Our final retrospective brings us to a turbulent 2012. While 3DS never gained its predecessor's sales momentum, its constant, ample support from Nintendo and web of third-parties kept players invested. Masahiro Sakurai's Kid Icarus: Uprising wasn't without its critics, but its dense cohesion, witty script and loving reiminaging of a cult classic rendered it another Sakurai masterpiece. Meanwhile, Fire Emblem: Awakening's Japanese release would set the seeds for the cult-favorite strategy series to finally emerge as a landmark Nintendo franchise; seeds that wouldn't fully blossom until its Western release a year later, but the series' vindication would finally arrive after nearly twenty years and thirteen entries.
But to the surprise of no one who'd been following Nintendo home consoles for the past twenty years, Wii was left in the dust in the advent of Wii U. Stragglers like Rhythm Heaven Fever and Mario Party 9 could only do so much to slow the console's death, and had it not been for the late localizations of Xenoblade Chronicles and The Last Story, America may've shared the even direr release drought of Japan.
Cue the ensuing E3 frustration: yet again, Nintendo fumbled on their Wii U presentation. It had all the trappings of a boring conference: the lack of any attention-grabbing surprises, forced comedy and banter, dreadfully dull, prolonged multiplayer sessions that undermined the title on display (Nintendo Land), and one or two interesting titles quickly swept under the rug (the long-awaited Pikmin 3, which came and went right as the show began). It was an omen of things to come: the Wii U would massively underperform in its November launch, all thanks to poor marketing, the lack of compelling software, and the presence of a screen controller...thing that no one, not even Nintendo themselves, knew what to do with.

_EXTRACTED MATERIAL_

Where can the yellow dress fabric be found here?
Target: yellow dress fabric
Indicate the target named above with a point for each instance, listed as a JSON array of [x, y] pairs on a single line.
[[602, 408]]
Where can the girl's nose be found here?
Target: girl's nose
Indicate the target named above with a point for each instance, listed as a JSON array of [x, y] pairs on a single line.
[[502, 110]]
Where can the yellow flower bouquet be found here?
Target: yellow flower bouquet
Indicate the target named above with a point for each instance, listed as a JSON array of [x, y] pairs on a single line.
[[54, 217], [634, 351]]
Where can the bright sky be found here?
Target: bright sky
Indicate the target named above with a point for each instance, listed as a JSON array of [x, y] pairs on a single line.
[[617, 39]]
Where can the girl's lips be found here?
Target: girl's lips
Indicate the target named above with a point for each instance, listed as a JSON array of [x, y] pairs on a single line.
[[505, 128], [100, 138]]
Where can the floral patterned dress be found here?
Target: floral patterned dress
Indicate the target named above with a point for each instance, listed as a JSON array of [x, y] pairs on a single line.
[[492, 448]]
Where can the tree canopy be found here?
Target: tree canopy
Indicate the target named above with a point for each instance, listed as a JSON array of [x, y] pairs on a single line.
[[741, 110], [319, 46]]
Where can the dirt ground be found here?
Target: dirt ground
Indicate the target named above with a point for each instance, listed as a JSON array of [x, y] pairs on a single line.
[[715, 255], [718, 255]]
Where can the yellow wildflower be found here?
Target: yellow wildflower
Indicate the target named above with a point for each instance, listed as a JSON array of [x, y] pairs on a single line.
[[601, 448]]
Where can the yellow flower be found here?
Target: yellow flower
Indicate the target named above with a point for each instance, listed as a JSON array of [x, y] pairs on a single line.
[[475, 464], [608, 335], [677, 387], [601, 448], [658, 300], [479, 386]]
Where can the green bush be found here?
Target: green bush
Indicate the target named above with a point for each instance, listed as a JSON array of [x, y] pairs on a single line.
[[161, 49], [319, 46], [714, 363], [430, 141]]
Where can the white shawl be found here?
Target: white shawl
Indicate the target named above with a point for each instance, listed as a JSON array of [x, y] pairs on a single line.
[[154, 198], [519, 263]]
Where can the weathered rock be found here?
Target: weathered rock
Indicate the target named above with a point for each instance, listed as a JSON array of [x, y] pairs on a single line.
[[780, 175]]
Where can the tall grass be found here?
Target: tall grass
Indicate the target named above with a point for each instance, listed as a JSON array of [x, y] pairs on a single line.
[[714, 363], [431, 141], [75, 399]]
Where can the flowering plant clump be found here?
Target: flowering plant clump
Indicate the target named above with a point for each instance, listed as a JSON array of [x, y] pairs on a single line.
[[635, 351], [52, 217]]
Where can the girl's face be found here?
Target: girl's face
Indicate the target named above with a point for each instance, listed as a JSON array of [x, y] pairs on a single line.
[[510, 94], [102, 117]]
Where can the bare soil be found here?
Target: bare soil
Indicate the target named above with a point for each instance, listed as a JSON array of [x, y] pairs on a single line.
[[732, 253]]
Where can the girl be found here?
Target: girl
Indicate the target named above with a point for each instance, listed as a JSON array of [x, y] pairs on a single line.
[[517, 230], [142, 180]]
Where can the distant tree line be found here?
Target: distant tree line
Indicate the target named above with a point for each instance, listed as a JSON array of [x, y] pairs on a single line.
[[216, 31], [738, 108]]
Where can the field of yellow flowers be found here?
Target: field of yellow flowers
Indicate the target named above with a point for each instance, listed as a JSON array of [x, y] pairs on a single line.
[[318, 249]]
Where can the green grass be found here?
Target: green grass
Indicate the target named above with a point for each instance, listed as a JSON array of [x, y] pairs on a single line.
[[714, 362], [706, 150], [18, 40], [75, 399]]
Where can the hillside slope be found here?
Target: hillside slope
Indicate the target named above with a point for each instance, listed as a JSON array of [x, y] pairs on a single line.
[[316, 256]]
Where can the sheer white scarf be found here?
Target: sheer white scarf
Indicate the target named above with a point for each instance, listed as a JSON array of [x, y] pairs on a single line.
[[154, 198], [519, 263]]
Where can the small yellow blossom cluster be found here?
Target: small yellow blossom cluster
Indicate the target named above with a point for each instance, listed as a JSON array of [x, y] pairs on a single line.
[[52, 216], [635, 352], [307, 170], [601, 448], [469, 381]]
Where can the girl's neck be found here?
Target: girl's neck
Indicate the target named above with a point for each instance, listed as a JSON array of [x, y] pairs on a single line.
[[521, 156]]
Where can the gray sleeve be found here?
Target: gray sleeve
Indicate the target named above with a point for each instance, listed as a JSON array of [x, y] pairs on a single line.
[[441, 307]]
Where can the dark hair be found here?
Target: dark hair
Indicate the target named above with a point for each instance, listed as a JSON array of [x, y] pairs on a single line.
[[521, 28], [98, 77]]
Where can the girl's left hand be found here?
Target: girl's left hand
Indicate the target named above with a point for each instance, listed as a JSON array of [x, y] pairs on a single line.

_WHAT IS ASKED_
1) Write out the passage of the 2012 retrospective from "Our final retrospective" up to and including "and thirteen entries.".
2) Answer these questions using the 2012 retrospective:
(a) Who made Kid Icarus: Uprising?
(b) Which two late localizations does the text say may have spared America a release drought?
(c) In what month did the Wii U launch?
3) List every game title named in the 2012 retrospective.
Base every answer on the 2012 retrospective alone.

_RESPONSES TO THE EXERCISE_
1)
Our final retrospective brings us to a turbulent 2012. While 3DS never gained its predecessor's sales momentum, its constant, ample support from Nintendo and web of third-parties kept players invested. Masahiro Sakurai's Kid Icarus: Uprising wasn't without its critics, but its dense cohesion, witty script and loving reiminaging of a cult classic rendered it another Sakurai masterpiece. Meanwhile, Fire Emblem: Awakening's Japanese release would set the seeds for the cult-favorite strategy series to finally emerge as a landmark Nintendo franchise; seeds that wouldn't fully blossom until its Western release a year later, but the series' vindication would finally arrive after nearly twenty years and thirteen entries.

2)
(a) Masahiro Sakurai
(b) Xenoblade Chronicles and The Last Story
(c) November

3)
Kid Icarus: Uprising
Fire Emblem: Awakening
Rhythm Heaven Fever
Mario Party 9
Xenoblade Chronicles
The Last Story
Nintendo Land
Pikmin 3